··· Selected excerpt ···
Phil Mustard then became the second of the Pakistanis victims when he played back only to find his off-stump cart wheeling. Nicky Phillips then met the same fate as Durham were staring having to follow on. Ed Giddins took the last two wickets of the innings as Killeen was well caught by Will Kendall, then Deward Pretorius who had been batting with a runner was bowled.
Following on, Durham lost both openers cheaply before tea, Jon Lewis edged Mascarenhas to Simon Katich at first-slip, and Lowe fended off Giddins for the first of Robin Smith's four catches at forward short leg.
Simon Katich then came into the act, his brand of slow left-hand chinamen bamboozled the Durham middle order, and Wasim Akram at the Pavilion end took the wicket of Law lbw, with an swinging yorker he has made his own.
The visitors then rallied as the 8th wicket partnership survived 17 overs. Phil Mustard and Liam Plunkett held Hampshire at bay, as John Crawley swapped his batsmen around. Plunkett finally fell to another Wasim lbw. Phillips often a thorn in Hampshire's side came to the crease, and with Killeen survived until with 9 balls remaining Kileen became Wasim's 3rd wicket.
Phillips was joined by Daward Pretorius who with a runner, battled hard to save the game, and most of the crowd were surprised to find that in the last hour there was time for another over, but despite Wasim at full pace, Phillips survived to end the match as a draw.
··· Supplied material ···
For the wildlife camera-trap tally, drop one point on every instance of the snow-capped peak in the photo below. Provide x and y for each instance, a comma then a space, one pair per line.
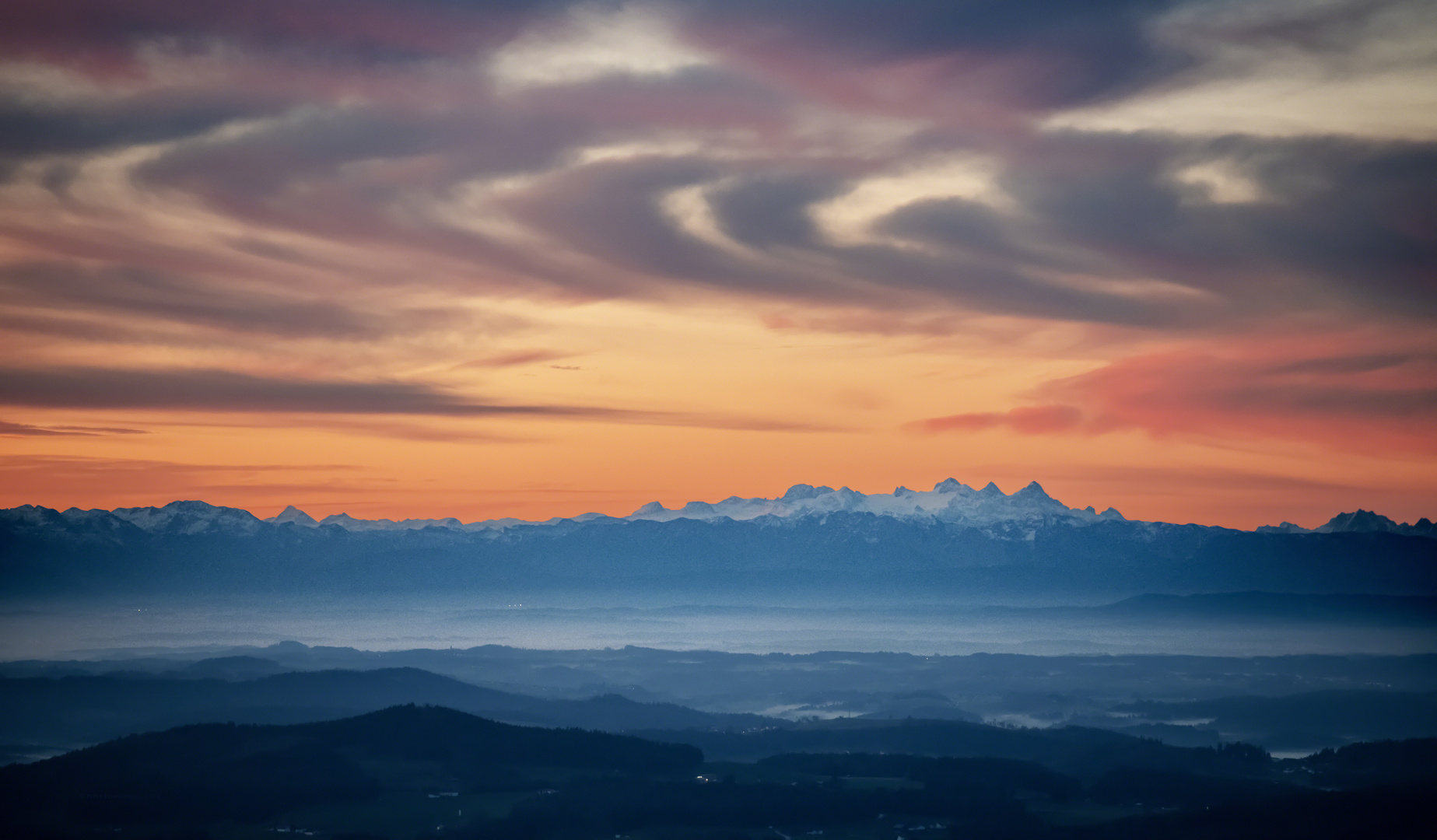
293, 514
948, 502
···
Task description:
In the cricket match report above, how many overs did Durham's 8th wicket partnership survive?

Finished answer:
17 overs